> _DATASET_
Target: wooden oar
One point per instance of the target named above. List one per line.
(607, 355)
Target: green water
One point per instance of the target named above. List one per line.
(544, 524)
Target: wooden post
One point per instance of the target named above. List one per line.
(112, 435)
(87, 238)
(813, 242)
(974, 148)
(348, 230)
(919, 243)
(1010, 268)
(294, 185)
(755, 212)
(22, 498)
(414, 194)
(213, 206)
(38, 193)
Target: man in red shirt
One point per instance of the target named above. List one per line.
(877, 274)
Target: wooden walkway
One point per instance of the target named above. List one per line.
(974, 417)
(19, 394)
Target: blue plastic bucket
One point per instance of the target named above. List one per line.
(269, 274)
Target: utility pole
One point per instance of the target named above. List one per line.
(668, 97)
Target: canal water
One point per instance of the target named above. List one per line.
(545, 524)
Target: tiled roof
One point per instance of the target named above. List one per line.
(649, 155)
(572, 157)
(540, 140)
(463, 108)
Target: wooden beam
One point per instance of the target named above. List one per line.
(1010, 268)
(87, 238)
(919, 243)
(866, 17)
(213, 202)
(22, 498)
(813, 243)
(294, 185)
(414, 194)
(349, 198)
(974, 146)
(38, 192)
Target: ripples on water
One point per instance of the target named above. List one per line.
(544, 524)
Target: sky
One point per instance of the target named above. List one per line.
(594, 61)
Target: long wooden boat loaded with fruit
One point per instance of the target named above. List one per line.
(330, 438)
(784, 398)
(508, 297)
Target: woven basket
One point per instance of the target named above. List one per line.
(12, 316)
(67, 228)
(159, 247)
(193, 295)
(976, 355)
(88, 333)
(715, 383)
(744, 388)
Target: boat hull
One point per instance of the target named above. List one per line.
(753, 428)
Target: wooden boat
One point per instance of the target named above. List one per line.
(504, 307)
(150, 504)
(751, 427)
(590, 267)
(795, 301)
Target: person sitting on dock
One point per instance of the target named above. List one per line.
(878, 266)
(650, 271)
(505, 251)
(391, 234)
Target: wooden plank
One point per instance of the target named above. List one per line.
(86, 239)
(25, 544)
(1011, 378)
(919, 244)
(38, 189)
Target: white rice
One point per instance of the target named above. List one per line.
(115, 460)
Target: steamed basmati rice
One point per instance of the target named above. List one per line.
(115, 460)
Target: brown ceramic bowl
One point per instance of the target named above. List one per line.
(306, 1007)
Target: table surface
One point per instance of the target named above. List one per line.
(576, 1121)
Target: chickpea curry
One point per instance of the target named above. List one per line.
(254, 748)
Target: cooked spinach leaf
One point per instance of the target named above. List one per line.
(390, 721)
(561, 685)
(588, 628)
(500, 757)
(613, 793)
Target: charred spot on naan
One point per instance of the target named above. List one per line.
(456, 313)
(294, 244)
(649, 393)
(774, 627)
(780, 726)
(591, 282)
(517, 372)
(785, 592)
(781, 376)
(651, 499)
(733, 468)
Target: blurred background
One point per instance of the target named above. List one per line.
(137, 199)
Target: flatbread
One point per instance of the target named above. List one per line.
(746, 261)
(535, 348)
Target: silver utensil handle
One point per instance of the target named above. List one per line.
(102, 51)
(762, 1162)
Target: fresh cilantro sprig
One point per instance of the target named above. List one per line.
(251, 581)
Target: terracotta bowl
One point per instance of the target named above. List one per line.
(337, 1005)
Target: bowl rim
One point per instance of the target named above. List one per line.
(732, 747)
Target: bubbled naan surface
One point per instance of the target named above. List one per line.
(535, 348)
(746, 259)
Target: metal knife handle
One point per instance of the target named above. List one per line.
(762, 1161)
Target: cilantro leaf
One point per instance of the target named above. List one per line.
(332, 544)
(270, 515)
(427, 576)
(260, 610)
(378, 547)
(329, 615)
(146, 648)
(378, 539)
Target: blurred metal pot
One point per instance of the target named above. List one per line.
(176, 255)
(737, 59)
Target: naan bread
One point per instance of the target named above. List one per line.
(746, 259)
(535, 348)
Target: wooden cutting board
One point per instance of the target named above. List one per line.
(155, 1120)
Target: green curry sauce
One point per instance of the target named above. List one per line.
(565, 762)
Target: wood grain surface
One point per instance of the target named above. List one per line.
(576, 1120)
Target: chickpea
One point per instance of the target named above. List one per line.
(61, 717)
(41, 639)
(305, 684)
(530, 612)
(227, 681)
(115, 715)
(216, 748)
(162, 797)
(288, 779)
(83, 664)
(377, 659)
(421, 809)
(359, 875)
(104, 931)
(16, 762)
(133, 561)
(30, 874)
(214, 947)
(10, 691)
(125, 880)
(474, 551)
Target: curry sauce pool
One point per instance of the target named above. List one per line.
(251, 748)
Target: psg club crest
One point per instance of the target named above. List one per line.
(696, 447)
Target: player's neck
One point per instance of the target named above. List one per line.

> _ACTIVITY_
Reproduce, word for word, the lines of the data from the one that contains "Target: player's neck" to the end, both ends included.

> _WRITTEN SOLUTION_
Target: player's neck
One point per instance of the target named above. List one per line.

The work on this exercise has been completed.